** Data supplied **

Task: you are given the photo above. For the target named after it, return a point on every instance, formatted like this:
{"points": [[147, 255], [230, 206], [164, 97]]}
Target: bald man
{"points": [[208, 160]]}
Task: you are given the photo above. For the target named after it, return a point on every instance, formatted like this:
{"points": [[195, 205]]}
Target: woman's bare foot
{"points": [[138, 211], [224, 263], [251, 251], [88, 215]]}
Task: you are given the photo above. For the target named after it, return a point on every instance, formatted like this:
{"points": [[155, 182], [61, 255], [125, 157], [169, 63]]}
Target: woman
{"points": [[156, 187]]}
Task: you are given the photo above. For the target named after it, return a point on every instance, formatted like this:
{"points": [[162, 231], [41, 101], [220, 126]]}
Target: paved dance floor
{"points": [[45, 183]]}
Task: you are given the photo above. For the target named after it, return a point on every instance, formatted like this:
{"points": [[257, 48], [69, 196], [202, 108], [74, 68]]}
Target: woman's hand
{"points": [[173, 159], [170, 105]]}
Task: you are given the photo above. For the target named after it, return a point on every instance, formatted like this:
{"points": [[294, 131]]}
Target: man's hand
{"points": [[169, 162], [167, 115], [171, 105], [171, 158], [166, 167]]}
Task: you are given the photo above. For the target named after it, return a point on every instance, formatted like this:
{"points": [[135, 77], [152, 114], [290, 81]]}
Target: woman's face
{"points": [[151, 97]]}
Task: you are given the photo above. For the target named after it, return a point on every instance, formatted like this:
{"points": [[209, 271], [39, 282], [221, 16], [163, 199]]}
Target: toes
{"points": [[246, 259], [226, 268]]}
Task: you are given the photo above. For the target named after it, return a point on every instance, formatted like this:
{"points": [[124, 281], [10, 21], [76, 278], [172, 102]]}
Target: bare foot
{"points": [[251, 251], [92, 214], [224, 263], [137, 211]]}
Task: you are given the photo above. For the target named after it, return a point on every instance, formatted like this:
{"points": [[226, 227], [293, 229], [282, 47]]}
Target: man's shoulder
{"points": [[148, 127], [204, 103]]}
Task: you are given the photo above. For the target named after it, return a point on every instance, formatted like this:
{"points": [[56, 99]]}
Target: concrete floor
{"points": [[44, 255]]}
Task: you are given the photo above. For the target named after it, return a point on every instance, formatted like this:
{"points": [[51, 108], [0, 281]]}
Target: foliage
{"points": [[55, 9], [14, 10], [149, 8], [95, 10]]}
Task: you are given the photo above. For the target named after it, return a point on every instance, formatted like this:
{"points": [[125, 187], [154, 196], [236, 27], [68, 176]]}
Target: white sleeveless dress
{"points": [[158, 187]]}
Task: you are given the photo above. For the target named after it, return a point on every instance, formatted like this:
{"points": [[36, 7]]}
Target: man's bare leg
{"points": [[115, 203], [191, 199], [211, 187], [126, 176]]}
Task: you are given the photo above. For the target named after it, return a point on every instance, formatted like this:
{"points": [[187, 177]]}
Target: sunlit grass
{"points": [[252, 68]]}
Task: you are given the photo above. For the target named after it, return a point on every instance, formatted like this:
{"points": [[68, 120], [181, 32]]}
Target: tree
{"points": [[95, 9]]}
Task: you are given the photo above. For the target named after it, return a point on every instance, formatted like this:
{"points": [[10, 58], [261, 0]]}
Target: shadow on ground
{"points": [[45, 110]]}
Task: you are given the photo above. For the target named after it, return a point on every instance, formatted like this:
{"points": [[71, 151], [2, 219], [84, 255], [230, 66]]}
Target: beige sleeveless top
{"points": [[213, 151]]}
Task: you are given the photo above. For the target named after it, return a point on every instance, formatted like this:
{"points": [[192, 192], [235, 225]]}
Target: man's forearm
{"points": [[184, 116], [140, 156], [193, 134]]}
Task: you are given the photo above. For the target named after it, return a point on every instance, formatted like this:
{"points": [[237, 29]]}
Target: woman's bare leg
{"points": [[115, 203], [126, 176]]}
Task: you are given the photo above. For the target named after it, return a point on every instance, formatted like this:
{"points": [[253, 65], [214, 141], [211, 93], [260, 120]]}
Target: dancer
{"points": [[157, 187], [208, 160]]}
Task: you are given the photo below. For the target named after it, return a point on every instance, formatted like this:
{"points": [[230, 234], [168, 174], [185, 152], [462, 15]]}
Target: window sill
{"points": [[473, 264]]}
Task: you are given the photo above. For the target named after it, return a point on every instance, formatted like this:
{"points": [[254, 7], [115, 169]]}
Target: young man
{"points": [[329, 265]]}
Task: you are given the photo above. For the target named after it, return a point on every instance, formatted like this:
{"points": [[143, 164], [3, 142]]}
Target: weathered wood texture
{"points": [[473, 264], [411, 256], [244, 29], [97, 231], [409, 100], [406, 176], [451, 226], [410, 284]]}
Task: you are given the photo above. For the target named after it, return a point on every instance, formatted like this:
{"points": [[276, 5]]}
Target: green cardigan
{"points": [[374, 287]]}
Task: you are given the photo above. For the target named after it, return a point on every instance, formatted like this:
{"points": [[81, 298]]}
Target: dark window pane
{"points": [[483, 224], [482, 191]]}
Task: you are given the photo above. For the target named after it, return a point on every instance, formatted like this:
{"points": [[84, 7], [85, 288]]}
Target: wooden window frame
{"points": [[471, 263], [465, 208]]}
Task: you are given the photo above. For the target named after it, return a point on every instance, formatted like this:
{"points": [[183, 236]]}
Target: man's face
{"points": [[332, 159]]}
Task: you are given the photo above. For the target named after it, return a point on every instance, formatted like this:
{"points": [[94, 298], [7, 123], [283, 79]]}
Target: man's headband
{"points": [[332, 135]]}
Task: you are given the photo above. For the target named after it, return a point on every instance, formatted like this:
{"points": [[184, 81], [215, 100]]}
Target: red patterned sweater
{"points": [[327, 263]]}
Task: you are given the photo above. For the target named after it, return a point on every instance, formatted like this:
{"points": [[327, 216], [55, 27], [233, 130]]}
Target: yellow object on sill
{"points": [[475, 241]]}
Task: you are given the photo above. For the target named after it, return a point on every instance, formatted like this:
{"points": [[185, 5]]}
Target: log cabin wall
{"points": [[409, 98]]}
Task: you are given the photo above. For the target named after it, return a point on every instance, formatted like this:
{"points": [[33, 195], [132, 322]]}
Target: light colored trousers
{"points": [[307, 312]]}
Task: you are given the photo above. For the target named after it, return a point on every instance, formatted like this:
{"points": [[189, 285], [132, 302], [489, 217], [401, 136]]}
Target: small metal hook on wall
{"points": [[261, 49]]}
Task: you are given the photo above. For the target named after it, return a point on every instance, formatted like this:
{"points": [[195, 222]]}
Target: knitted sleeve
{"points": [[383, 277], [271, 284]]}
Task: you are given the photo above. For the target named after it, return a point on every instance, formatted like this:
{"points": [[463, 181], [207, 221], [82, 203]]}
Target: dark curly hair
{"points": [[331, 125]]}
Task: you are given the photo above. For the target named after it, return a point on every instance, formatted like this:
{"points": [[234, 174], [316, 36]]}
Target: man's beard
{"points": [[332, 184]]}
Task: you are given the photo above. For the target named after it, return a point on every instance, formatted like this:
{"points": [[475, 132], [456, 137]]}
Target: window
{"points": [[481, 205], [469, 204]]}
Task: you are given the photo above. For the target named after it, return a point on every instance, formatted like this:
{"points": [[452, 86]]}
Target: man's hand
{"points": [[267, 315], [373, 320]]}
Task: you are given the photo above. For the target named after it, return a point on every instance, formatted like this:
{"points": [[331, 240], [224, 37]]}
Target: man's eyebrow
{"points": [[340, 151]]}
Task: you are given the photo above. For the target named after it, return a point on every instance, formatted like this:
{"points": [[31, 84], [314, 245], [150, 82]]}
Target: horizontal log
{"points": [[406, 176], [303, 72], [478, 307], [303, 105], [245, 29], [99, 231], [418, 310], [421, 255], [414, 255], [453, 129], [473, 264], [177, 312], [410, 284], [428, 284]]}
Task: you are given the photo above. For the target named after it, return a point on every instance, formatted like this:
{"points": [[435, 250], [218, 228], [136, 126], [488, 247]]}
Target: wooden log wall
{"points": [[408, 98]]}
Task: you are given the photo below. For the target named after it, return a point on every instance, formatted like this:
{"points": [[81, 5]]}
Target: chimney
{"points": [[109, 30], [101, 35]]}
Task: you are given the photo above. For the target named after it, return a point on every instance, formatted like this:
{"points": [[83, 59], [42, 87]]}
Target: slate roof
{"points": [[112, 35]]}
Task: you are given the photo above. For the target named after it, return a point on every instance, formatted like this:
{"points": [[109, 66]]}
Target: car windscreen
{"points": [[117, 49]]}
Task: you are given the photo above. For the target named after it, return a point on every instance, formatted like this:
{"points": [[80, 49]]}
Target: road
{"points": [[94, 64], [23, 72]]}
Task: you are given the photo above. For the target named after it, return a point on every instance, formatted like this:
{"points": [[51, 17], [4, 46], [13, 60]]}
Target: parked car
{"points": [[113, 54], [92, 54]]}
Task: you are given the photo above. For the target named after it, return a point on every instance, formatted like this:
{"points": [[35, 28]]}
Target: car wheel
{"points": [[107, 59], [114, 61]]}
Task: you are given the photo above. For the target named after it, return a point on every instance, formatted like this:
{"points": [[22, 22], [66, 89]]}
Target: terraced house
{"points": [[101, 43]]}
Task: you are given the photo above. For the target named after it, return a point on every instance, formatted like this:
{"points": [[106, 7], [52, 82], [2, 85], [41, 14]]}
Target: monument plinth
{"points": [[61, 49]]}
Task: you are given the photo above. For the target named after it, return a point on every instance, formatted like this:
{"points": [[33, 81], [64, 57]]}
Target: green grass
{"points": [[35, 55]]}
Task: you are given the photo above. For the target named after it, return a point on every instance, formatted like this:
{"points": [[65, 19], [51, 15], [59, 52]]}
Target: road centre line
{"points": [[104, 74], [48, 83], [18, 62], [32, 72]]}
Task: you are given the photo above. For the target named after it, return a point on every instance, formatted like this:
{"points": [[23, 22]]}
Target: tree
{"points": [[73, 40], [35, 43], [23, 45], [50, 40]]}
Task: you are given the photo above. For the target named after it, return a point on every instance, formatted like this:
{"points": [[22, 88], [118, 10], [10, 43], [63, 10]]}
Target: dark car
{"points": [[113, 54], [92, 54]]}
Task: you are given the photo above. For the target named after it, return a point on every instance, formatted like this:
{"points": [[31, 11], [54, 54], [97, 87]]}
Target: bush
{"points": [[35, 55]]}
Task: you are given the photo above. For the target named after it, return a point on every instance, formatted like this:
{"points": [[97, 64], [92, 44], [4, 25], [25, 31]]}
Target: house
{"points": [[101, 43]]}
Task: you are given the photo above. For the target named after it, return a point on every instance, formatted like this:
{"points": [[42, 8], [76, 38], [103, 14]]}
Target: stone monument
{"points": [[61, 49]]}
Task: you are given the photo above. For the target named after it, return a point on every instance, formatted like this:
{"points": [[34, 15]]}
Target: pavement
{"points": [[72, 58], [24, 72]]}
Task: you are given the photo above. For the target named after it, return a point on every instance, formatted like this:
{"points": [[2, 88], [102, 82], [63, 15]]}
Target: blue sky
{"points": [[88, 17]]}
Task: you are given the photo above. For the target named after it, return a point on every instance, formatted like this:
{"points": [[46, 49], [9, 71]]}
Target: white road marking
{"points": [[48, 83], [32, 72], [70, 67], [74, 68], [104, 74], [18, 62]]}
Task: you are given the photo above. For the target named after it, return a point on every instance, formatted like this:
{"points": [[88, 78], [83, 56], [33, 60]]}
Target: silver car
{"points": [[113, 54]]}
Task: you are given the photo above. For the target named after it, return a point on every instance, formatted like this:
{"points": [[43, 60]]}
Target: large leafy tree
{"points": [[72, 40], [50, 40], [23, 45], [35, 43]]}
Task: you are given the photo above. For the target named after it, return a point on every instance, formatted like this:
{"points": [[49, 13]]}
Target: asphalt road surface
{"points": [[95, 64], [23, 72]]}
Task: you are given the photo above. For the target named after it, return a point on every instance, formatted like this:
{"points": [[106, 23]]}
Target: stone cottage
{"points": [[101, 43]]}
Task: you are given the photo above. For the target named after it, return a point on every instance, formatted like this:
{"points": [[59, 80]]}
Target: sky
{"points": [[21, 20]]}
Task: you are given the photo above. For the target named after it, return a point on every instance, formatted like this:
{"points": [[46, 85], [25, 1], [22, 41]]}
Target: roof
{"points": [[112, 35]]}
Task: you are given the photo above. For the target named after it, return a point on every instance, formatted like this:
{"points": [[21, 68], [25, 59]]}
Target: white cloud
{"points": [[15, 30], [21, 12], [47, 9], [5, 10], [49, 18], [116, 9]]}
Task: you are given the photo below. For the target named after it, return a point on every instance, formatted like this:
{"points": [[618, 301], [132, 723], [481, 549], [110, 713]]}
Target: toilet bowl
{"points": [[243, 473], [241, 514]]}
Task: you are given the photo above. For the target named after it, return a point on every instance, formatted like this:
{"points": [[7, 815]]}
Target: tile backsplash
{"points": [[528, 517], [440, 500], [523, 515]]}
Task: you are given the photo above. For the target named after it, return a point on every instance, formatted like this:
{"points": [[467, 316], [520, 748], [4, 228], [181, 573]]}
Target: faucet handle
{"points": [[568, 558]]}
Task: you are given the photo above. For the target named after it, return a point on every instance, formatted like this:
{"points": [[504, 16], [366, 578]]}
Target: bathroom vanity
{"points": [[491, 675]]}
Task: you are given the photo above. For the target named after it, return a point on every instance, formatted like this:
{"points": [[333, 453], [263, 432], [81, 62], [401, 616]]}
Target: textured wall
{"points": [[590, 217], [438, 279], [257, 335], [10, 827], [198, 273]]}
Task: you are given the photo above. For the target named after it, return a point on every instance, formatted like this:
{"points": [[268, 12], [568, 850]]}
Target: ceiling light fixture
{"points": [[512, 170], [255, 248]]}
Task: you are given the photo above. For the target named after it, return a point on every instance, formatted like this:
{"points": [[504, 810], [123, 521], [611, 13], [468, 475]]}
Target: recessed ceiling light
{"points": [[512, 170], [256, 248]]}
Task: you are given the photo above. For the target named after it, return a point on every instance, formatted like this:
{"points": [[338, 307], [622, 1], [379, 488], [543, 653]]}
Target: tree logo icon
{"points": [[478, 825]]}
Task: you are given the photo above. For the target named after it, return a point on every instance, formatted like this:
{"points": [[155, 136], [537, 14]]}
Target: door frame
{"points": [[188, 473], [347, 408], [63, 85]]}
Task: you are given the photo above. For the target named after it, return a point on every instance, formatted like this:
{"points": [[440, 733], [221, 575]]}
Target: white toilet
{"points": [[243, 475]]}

** Task to carry out **
Set down exactly the lines above, from the one containing "Target: bathroom vanity" to the final line of the material, with both ends kept and no other lines.

** Solution below **
Target: bathroom vanity
{"points": [[491, 675]]}
Task: you are given the photo above. For the target named after it, return a point on every instance, formatted like this:
{"points": [[333, 453], [263, 432], [81, 62], [401, 616]]}
Target: textured wall
{"points": [[590, 217], [438, 279], [257, 335], [10, 827], [198, 273]]}
Task: you are given the photo above. For the target named after it, return a point on every instance, formatted like this:
{"points": [[268, 12], [568, 850]]}
Target: ceiling light fixture
{"points": [[512, 170], [255, 248]]}
Task: you are given the photo above. For the target named after it, return a point on every instance, formatted like this:
{"points": [[504, 810], [123, 521], [611, 13], [468, 475]]}
Target: recessed ceiling light
{"points": [[512, 170], [256, 248]]}
Task: you are given the photo above. For the target named after it, return a point on every instance, formatted like this:
{"points": [[338, 307], [622, 1], [379, 488], [543, 653]]}
Target: tree logo icon
{"points": [[478, 825]]}
Task: you are given the photo above. For the target named after it, return a point on every instance, formatted like this:
{"points": [[155, 136], [537, 14]]}
Target: door frame
{"points": [[188, 473], [347, 408], [63, 85]]}
Task: you are given the photo above. For the target named after it, return a point on every instance, formatted like this:
{"points": [[440, 733], [221, 575]]}
Target: white toilet
{"points": [[243, 475]]}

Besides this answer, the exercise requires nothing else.